READING TEXT
· · ·

The above seven elements are necessary to capture the full picture of social anxiety. These are the components that go into the condition, but they do not tell the whole story. To do that, one needs to place them in the context of one’s learning and developmental history. That is, we need to understand the following: 1) what were the developmental origins of the social anxiety, with a particular focus on the attachment history and any history of trauma; 2) what is the current relational context and how skilled is the individual in navigating relationships in general; and 3) how did the “negatively reinforcing” avoidance pattern emerge and how do we understand the vicious psychological cycle that followed.

· · ·

INFORMATION GIVEN
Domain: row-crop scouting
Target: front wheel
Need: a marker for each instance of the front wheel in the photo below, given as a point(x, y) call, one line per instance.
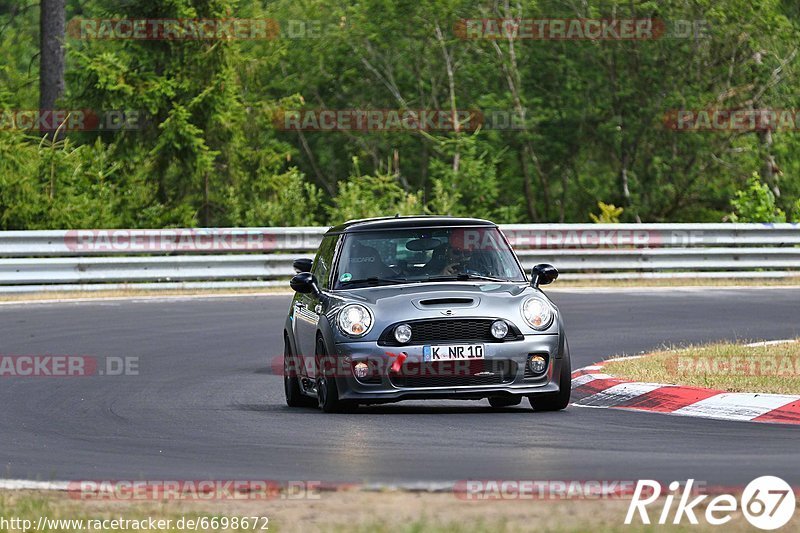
point(291, 383)
point(327, 391)
point(555, 401)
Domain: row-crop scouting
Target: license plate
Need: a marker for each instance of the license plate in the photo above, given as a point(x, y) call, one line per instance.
point(452, 352)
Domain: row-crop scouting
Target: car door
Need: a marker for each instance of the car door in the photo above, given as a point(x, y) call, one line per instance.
point(307, 307)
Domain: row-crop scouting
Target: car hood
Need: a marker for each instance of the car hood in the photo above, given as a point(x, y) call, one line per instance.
point(396, 303)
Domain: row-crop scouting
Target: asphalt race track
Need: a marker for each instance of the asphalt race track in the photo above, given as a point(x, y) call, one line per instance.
point(206, 406)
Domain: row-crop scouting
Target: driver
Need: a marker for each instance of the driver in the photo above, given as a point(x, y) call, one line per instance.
point(449, 261)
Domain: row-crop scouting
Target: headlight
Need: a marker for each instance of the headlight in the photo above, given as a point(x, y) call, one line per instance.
point(355, 320)
point(402, 333)
point(538, 313)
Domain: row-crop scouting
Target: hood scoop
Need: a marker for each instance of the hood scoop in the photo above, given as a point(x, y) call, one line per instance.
point(446, 302)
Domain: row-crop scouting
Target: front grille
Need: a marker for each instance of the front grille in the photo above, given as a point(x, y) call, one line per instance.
point(449, 330)
point(455, 373)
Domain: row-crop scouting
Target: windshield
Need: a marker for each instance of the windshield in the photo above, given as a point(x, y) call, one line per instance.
point(427, 254)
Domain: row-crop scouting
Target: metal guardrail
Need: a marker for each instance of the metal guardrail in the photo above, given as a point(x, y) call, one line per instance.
point(248, 257)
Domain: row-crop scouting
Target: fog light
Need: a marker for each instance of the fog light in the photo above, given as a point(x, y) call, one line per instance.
point(361, 370)
point(537, 364)
point(402, 333)
point(499, 329)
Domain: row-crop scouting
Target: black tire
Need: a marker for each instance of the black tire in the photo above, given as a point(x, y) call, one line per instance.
point(327, 390)
point(555, 401)
point(291, 383)
point(499, 402)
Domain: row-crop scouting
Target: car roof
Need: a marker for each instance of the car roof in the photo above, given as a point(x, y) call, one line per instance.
point(405, 222)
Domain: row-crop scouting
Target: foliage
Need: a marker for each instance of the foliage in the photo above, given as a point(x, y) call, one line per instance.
point(609, 214)
point(756, 203)
point(566, 123)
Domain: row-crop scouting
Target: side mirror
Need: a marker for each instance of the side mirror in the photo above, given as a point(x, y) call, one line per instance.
point(302, 265)
point(543, 274)
point(305, 283)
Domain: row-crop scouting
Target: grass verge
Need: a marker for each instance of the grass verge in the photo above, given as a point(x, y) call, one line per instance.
point(351, 512)
point(731, 367)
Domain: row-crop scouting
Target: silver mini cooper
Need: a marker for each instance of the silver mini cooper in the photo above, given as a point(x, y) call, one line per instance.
point(422, 308)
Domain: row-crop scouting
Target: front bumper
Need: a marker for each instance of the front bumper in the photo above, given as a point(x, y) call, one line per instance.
point(383, 385)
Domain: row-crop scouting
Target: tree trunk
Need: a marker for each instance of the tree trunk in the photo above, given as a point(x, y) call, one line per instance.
point(52, 28)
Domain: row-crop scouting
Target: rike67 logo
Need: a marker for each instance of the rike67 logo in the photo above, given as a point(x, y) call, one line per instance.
point(767, 502)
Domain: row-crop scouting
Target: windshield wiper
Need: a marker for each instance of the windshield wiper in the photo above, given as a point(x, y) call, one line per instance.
point(463, 277)
point(375, 280)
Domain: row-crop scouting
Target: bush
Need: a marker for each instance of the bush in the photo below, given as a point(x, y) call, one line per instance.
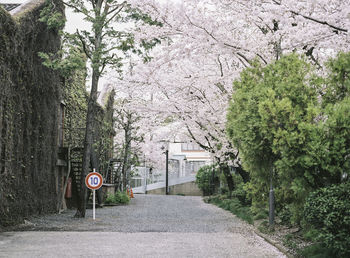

· · ·

PROMPT 1
In the passage on social anxiety, which two parts of a person's history get particular focus when examining the developmental origins of the condition?
PROMPT 2
Carry the passage on social anxiety forward from its final sentence.

OUTPUT 1
The attachment history and any history of trauma.

OUTPUT 2
So, returning to the college student and continuing with his story to get the full picture, further assessment revealed a fairly comfortable family history, one in which he was “valued”, but was not known, meaning that he was never really given the chance to talk about who he was and what he felt inside. Then, as an adolescent, some opportunities emerged for him to interact with girls; for example, to ask them out on a date. This, however, evoked a tremendous anxiety, and he found himself repeatedly freezing whenever he encountered such an opportunity. He would then avoid the situation, which would relieve his immediate sense of fear, but over time he began to see himself as weak and ineffective. He wanted to date in part because he was lonely but even more so because his father communicated to him that prowess with women was a sign of being a real man. So he started feeling less and less like a real man. Then he had a very awkward encounter at a party, where a girl hit on him and he froze and left. She was a bit taken aback and then told some of his friends that he was “weird”. His friends then teased him and asked him if he was gay. This caused him to then become increasingly isolated and fearful of social exchanges. He was hoping to start new in college, but was overwhelmed with all the new relationships that were present and found himself isolating more and more. And the more he isolated the more his life deviated from what he hoped, the more self-critical he became, and ultimately started to slide into a clinical depressive episode.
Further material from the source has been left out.